Work to complete — An exact retyping of every record is required.

++++ Dataset excerpts

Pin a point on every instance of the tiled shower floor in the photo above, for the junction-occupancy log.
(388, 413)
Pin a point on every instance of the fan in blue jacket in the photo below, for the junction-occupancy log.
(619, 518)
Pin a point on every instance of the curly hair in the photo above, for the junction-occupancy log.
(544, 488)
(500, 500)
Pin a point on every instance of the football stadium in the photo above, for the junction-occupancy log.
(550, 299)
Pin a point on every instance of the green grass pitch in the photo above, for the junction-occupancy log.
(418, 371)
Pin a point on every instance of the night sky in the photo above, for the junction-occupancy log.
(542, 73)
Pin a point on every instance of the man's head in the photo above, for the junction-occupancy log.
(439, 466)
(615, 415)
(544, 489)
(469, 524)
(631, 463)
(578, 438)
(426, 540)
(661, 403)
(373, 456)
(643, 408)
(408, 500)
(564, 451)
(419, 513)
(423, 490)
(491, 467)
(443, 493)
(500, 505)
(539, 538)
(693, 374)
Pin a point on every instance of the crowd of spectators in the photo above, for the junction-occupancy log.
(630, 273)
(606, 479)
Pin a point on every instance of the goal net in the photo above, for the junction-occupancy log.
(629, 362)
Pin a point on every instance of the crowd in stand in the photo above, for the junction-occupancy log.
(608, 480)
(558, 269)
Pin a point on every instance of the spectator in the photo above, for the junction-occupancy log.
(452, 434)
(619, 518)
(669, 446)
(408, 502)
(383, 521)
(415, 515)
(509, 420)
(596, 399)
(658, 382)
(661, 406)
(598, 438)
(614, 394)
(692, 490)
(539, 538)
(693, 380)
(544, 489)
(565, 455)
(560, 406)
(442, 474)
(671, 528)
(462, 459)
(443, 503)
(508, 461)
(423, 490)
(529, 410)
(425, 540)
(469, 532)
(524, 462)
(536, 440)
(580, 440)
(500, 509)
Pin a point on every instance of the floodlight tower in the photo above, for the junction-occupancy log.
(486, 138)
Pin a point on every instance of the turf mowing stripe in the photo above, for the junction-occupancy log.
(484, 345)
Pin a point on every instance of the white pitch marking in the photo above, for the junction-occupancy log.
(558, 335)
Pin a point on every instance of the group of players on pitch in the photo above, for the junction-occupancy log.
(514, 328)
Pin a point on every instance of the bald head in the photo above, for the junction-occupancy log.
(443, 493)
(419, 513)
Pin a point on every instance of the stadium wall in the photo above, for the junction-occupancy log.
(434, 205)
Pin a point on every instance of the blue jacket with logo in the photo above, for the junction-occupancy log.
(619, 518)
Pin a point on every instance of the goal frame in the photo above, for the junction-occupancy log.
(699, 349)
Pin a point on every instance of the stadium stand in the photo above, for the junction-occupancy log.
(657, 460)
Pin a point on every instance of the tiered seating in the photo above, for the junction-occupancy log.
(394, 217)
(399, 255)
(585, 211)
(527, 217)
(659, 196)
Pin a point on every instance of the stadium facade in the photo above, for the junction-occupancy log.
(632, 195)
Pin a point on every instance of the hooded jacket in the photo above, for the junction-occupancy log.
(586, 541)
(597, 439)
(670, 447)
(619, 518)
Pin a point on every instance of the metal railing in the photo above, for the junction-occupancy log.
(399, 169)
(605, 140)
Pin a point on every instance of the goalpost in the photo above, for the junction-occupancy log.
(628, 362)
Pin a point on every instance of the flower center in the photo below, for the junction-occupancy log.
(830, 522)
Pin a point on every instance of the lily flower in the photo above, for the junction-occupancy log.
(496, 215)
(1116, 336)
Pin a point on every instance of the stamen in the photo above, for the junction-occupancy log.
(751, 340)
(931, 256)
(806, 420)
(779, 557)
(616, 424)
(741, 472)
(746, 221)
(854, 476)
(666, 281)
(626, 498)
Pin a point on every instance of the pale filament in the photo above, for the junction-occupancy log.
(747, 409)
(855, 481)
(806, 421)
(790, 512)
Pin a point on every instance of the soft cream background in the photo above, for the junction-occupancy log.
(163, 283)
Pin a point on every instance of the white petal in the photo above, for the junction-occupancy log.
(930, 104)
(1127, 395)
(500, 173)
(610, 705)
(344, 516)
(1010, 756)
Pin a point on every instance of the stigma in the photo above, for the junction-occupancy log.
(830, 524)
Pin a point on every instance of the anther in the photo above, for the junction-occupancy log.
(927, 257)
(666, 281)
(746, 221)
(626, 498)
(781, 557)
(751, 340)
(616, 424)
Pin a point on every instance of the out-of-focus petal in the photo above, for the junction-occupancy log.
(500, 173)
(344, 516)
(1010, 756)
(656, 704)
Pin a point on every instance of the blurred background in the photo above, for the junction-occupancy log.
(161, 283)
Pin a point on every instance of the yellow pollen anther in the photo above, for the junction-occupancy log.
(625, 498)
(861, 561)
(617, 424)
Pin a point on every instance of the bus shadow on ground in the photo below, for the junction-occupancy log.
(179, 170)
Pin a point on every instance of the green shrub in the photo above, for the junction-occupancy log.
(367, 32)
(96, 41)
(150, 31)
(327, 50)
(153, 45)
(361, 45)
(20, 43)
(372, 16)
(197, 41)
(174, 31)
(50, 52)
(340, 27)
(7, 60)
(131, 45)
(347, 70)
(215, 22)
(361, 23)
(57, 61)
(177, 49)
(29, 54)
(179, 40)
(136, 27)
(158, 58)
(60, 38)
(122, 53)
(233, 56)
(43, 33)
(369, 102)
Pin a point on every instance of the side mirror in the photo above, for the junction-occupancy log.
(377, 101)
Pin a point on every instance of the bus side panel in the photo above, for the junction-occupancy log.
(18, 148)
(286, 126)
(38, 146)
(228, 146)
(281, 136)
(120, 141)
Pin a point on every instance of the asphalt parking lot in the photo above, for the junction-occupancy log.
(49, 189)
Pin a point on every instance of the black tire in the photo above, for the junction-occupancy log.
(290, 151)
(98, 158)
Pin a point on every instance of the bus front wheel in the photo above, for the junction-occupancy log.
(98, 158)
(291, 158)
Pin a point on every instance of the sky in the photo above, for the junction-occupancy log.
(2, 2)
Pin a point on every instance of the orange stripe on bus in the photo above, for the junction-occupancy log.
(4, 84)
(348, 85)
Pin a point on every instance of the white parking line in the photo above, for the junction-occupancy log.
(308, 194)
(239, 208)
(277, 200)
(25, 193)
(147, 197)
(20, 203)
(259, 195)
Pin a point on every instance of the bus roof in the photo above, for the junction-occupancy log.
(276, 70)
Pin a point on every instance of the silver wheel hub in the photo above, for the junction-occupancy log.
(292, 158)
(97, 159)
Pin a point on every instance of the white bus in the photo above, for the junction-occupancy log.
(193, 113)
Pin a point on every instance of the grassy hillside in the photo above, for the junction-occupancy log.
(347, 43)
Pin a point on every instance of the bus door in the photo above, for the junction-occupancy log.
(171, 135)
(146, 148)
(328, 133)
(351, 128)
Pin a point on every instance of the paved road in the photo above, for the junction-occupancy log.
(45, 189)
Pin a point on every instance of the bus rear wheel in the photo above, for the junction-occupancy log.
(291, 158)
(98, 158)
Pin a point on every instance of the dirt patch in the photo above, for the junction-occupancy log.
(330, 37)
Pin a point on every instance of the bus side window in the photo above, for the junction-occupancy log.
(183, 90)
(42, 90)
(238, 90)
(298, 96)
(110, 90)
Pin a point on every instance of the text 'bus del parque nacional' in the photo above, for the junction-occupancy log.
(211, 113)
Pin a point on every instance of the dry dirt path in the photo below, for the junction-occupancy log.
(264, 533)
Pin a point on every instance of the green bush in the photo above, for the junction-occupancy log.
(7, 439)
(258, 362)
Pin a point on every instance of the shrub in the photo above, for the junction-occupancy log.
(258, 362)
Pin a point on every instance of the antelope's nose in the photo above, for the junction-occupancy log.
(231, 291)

++++++++

Exercise output —
Pin a point on every instance of the tiled shower floor in the photo above, for the junction-occupancy log.
(388, 413)
Pin a point on every instance of the fan in blue jacket in the photo below, for the junction-occupancy log.
(619, 518)
Pin a point on every instance of the curly hair in the photo above, for the junction-occupancy log.
(544, 488)
(500, 500)
Pin a point on every instance of the football stadium in the photo above, for the junction-occupancy log.
(550, 299)
Pin a point on every instance of the green grass pitch in the photo above, for the junction-occupancy log.
(418, 371)
Pin a point on every instance of the night sky in the photo above, for the junction-occupancy log.
(542, 73)
Pin a point on every instance of the man's head in the photo above, for the junction-occupancy log.
(439, 466)
(615, 415)
(544, 489)
(469, 524)
(631, 463)
(578, 438)
(426, 540)
(661, 403)
(373, 456)
(643, 408)
(408, 500)
(564, 451)
(419, 513)
(423, 490)
(491, 467)
(443, 493)
(500, 505)
(539, 538)
(693, 374)
Pin a point on every instance of the crowd of spectators in the photo above, for the junction-occupancy log.
(630, 273)
(606, 479)
Pin a point on every instance of the goal net in the photo above, for the junction-occupancy log.
(629, 362)
Pin a point on every instance of the crowd in stand in the photo above, for the junction-occupancy log.
(608, 480)
(558, 269)
Pin a point on every instance of the spectator in the photo above, for the junction-occupancy log.
(452, 434)
(619, 518)
(669, 446)
(408, 502)
(383, 521)
(415, 515)
(509, 420)
(596, 399)
(658, 382)
(661, 406)
(598, 438)
(614, 394)
(692, 490)
(539, 538)
(693, 380)
(544, 489)
(565, 455)
(560, 406)
(442, 474)
(671, 528)
(462, 459)
(443, 503)
(508, 461)
(423, 490)
(529, 410)
(425, 540)
(469, 532)
(524, 462)
(536, 440)
(580, 440)
(500, 509)
Pin a point on every instance of the floodlight tower in the photo above, for the junction-occupancy log.
(486, 138)
Pin a point on every instance of the turf mowing stripe in the photo above, for the junction-occupancy log.
(484, 345)
Pin a point on every instance of the white pitch marking in the photo above, for the junction-occupancy log.
(558, 335)
Pin a point on every instance of the group of players on pitch in the photo above, for the junction-occupancy log.
(514, 328)
Pin a point on every instance of the bald head in the photo above, for the junction-occupancy log.
(443, 493)
(419, 513)
Pin a point on every instance of the stadium wall in the photo above, for the junction-occupancy log.
(434, 205)
Pin a point on every instance of the blue jacket with logo in the photo above, for the junction-occupancy log.
(619, 518)
Pin a point on every instance of the goal frame in the photo above, for the junction-occupancy log.
(699, 349)
Pin a point on every instance of the stadium stand in the photo above, for the junction-occupancy log.
(657, 460)
Pin a point on every instance of the tiered seating in the photo above, for the junction-occupancy log.
(394, 217)
(399, 255)
(585, 211)
(527, 217)
(659, 196)
Pin a point on every instance of the stadium facade in the photo above, for the junction-occupancy log.
(632, 195)
Pin a point on every instance of the hooded jacket in the photo above, for the junction-occupancy log.
(586, 541)
(597, 439)
(670, 447)
(619, 518)
Pin a point on every instance of the metal railing in the photo above, for the junction-occupancy log.
(399, 169)
(605, 140)
Pin a point on every instance of the goalpost in the photo above, for the junction-occupancy log.
(628, 362)
Pin a point on every instance of the flower center in the photo below, for the junction-occupancy log.
(830, 522)
Pin a point on every instance of the lily flower in the photo above, for the junction-occupancy log.
(496, 215)
(1116, 336)
Pin a point on every instance of the stamen in the photo above, for the junction-occupancy log.
(751, 340)
(931, 256)
(806, 420)
(779, 557)
(616, 424)
(741, 472)
(746, 221)
(854, 476)
(666, 281)
(626, 498)
Pin a point on every instance of the pale filament in the photo above, for the junction-occupancy log.
(747, 409)
(855, 481)
(806, 421)
(790, 512)
Pin a point on every instance of the soft cream background in the photo above, for the junction-occupancy log.
(163, 283)
Pin a point on every instance of the white petal in the photo above, for the junction-occupancy log.
(930, 104)
(1127, 395)
(500, 173)
(610, 705)
(344, 516)
(1010, 756)
Pin a point on every instance of the stigma in the photo above, for the junction-occupancy log.
(830, 524)
Pin a point on every instance of the anther in the photo above, for the junction-occupancy log.
(927, 257)
(666, 281)
(746, 221)
(626, 498)
(781, 557)
(751, 340)
(616, 424)
Pin a point on every instance of the out-of-focus petal in the photo above, for the junction-occupancy log.
(500, 173)
(344, 516)
(1010, 756)
(656, 704)
Pin a point on every instance of the blurred background in the photo above, for the junction-occupancy log.
(161, 283)
Pin a point on every instance of the yellow pollen anther in the photo above, for the junction-occupancy log.
(625, 498)
(861, 561)
(617, 424)
Pin a point on every instance of the bus shadow on ground in the photo below, for the junction-occupancy log.
(179, 170)
Pin a point on every instance of the green shrub in the photo above, for the junction-occupancy log.
(367, 32)
(96, 41)
(150, 31)
(327, 50)
(153, 45)
(361, 45)
(20, 43)
(372, 16)
(197, 41)
(174, 31)
(50, 52)
(340, 27)
(7, 60)
(131, 45)
(347, 70)
(215, 22)
(361, 23)
(57, 61)
(177, 49)
(29, 54)
(179, 40)
(136, 27)
(158, 58)
(60, 38)
(122, 53)
(233, 56)
(43, 33)
(369, 102)
Pin a point on every instance of the side mirror in the photo above, for the junction-occupancy log.
(377, 101)
Pin a point on every instance of the bus side panel in the photo above, for the junction-occupancy log.
(18, 148)
(286, 126)
(38, 146)
(228, 146)
(281, 136)
(120, 141)
Pin a point on every instance of the asphalt parking lot in the photo above, for the junction-occupancy log.
(49, 189)
Pin a point on every instance of the black tire in the photo above, for the junction-occupancy log.
(290, 151)
(98, 158)
Pin a point on every instance of the bus front wheel in the photo above, for the junction-occupancy log.
(98, 158)
(291, 158)
Pin a point on every instance of the sky in the photo above, for the junction-occupancy log.
(2, 2)
Pin a point on every instance of the orange stripe on bus in the photo above, for the junction-occupancy log.
(4, 84)
(348, 85)
Pin a point on every instance of the white parking line in the photo above, for the junction-occupancy log.
(308, 194)
(239, 208)
(277, 200)
(25, 193)
(147, 197)
(20, 203)
(259, 195)
Pin a point on every instance of the bus roof in the photo above, for the junction-occupancy log.
(276, 70)
Pin a point on every instance of the silver wheel hub in the photo above, for the junction-occupancy log.
(292, 158)
(97, 159)
Pin a point on every instance of the white bus in the photo above, for the junction-occupancy log.
(193, 113)
Pin a point on every instance of the grassy hillside in the photo above, for the junction-occupancy log.
(347, 43)
Pin a point on every instance of the bus door in the photo above, for the junction-occupancy log.
(171, 135)
(146, 148)
(328, 133)
(351, 128)
Pin a point on every instance of the paved road in the photo above, for the junction-occupancy log.
(45, 189)
Pin a point on every instance of the bus rear wheel in the photo above, for the junction-occupancy log.
(291, 158)
(98, 158)
Pin a point on every instance of the dirt patch in the photo above, for the junction-occupancy log.
(330, 37)
Pin a point on every instance of the bus side window in the photo above, for the junction-occupancy log.
(183, 90)
(42, 90)
(238, 90)
(298, 96)
(110, 90)
Pin a point on every instance of the text 'bus del parque nacional' in the photo above, for the junction-occupancy log.
(211, 113)
Pin a point on every instance of the dry dirt path in the photo below, for the junction-occupancy log.
(264, 533)
Pin a point on every instance of the green bush in the photo above, for the junction-occupancy log.
(7, 439)
(258, 362)
Pin a point on every instance of the shrub in the photo above, for the junction-occupancy log.
(258, 362)
Pin a point on every instance of the antelope's nose in the photo above, for the junction-occupancy log.
(231, 291)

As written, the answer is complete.